▶ Directions for this task
Please give back word for word the lines below, from the first one through the one with "# for every instance of the street".

╭─ Provided information

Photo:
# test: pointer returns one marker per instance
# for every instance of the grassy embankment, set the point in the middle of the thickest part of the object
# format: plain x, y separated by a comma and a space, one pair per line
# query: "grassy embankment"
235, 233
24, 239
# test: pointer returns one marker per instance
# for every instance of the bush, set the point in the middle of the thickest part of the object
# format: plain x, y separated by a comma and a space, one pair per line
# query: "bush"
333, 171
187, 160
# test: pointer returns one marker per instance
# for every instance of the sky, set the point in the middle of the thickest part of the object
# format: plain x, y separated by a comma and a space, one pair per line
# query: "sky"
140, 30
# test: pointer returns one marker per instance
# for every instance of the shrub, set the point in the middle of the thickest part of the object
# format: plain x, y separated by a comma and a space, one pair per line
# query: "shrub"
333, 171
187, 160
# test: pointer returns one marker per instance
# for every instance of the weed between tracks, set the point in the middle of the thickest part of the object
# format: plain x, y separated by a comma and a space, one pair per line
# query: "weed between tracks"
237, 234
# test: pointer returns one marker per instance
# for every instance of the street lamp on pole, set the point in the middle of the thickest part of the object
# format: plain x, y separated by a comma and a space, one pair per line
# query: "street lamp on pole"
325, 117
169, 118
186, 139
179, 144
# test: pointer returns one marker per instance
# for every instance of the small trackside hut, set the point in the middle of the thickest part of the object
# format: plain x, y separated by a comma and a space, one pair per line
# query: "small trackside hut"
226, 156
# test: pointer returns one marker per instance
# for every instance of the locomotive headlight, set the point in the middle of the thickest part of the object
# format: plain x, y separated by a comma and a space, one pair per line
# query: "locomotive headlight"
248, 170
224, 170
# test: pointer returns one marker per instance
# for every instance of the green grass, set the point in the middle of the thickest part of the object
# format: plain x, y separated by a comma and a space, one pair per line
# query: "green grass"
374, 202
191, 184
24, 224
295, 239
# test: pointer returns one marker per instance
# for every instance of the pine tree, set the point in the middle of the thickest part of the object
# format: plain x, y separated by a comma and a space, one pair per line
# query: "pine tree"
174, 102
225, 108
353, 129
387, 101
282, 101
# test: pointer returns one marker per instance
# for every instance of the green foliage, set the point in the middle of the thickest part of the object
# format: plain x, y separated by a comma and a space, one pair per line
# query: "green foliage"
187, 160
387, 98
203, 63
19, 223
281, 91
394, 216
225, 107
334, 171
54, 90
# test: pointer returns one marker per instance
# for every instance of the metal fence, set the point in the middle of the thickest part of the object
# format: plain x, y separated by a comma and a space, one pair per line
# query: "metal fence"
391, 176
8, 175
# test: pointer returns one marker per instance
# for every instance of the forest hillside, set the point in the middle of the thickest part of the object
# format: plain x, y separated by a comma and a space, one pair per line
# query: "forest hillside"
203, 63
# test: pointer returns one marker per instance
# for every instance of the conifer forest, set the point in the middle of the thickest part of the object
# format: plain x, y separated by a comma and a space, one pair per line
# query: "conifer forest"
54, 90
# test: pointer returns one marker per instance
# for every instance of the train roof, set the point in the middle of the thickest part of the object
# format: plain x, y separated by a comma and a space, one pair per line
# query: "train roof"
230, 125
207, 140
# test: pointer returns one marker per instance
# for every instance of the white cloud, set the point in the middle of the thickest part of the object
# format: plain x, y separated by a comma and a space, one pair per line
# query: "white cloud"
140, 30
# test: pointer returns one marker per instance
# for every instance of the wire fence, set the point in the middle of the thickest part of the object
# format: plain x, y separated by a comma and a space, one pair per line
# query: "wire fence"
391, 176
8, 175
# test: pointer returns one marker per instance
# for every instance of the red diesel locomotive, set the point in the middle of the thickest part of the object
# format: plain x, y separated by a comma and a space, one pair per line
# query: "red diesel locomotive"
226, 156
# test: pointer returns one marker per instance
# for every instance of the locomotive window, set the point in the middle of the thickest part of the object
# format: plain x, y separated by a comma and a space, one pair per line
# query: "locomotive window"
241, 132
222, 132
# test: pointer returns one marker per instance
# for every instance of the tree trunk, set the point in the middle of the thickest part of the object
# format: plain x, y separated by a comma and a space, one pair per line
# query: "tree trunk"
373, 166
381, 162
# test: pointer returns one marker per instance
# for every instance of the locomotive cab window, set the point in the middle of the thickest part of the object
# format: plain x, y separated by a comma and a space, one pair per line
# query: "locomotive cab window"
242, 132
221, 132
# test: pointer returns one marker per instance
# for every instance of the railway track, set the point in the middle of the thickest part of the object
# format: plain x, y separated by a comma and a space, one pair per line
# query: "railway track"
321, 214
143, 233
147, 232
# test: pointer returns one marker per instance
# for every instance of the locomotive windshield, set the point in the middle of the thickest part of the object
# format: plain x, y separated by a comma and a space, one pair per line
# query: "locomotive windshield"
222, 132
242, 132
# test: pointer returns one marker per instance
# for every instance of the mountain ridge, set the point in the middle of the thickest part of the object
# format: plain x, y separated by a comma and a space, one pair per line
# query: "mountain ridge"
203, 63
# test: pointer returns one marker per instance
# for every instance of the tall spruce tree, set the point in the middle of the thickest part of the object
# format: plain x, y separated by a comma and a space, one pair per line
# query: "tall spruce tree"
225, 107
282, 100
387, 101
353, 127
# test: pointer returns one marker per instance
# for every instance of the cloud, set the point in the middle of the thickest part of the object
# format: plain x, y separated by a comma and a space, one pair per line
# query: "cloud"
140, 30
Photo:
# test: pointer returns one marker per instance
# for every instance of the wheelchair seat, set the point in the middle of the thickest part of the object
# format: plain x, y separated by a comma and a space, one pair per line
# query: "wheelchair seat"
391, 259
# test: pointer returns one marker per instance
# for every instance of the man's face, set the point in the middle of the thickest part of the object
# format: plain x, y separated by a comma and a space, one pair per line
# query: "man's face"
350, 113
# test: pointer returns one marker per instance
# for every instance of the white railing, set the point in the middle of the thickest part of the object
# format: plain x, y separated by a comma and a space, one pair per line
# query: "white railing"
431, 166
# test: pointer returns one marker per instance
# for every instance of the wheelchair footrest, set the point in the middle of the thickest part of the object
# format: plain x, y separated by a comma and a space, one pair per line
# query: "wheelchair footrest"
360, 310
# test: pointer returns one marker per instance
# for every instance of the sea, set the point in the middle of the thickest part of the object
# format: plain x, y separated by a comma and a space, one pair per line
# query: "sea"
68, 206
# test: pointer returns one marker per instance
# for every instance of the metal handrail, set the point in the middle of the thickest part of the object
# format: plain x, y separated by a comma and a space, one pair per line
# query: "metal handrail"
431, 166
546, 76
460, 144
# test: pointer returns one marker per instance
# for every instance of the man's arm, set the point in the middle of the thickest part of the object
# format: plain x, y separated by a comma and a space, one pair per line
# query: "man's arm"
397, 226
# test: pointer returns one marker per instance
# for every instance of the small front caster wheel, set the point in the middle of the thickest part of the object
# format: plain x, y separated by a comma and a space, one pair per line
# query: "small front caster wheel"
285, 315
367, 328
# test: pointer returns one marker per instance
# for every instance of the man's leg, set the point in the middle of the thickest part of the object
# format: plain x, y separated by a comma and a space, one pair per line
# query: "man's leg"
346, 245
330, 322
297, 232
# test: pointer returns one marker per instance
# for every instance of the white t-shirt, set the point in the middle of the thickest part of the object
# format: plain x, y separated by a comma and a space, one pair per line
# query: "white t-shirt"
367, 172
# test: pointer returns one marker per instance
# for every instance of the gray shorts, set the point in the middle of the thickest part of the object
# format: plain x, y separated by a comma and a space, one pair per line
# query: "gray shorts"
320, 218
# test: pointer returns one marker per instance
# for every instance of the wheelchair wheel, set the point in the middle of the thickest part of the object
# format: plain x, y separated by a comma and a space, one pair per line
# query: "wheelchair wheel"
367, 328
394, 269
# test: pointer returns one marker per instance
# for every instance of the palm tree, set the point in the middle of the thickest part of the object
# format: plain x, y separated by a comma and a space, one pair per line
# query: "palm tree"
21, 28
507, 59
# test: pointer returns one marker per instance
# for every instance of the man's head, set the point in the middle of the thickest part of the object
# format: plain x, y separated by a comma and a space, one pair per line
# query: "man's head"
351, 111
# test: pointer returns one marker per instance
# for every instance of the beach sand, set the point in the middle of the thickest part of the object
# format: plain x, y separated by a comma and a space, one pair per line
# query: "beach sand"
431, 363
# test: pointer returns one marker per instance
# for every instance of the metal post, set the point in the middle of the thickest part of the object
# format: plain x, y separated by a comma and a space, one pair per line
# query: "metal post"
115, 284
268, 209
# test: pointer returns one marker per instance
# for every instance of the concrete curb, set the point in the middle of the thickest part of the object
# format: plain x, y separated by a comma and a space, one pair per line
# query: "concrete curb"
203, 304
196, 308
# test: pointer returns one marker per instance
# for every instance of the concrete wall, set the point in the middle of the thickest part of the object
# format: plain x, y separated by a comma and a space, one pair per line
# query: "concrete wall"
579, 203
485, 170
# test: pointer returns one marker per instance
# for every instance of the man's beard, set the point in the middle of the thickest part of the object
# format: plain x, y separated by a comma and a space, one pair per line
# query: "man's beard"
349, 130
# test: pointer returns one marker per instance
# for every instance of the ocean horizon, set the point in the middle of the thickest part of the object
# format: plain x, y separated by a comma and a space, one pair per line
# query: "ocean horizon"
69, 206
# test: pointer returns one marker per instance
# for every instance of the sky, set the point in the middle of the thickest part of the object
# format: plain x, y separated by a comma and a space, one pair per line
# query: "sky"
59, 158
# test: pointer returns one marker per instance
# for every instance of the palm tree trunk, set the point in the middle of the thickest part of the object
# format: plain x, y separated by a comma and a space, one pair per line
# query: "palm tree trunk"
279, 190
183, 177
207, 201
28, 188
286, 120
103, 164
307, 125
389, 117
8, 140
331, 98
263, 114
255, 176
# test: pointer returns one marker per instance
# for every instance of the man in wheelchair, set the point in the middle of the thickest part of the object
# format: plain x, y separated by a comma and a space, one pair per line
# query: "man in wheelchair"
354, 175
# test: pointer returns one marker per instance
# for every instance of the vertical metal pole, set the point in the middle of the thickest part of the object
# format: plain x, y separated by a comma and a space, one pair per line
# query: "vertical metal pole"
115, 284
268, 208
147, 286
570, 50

╰─

▶ Solution for this task
Photo:
# test: pointer returns one marker per instance
# for every instance of the grassy embankment, set the point in the middle of the thickest part of the object
# format: plain x, y separated by a comma and a space, one pair per line
# query: "grassy embankment"
235, 233
24, 239
# test: pointer returns one marker per instance
# for every instance of the bush, set the point in the middle of the thickest part of the object
# format: plain x, y separated by a comma and a space, one pair per line
# query: "bush"
333, 171
187, 160
# test: pointer returns one marker per instance
# for every instance of the sky, set the point in the middle of the thickest part of the object
# format: plain x, y separated by a comma and a space, one pair per line
# query: "sky"
140, 30
# test: pointer returns one marker per instance
# for every instance of the shrub, set the point in the middle of the thickest part of the object
# format: plain x, y separated by a comma and a space, one pair per line
# query: "shrub"
333, 171
187, 160
# test: pointer returns one marker per instance
# for every instance of the weed between tracks, set the point in the middle of the thickest part of the object
# format: plain x, y separated by a comma and a space, one pair per line
# query: "weed between tracks"
237, 234
# test: pointer returns one marker per instance
# for every instance of the street lamp on pole, set the point in the middle of the thickest part of the object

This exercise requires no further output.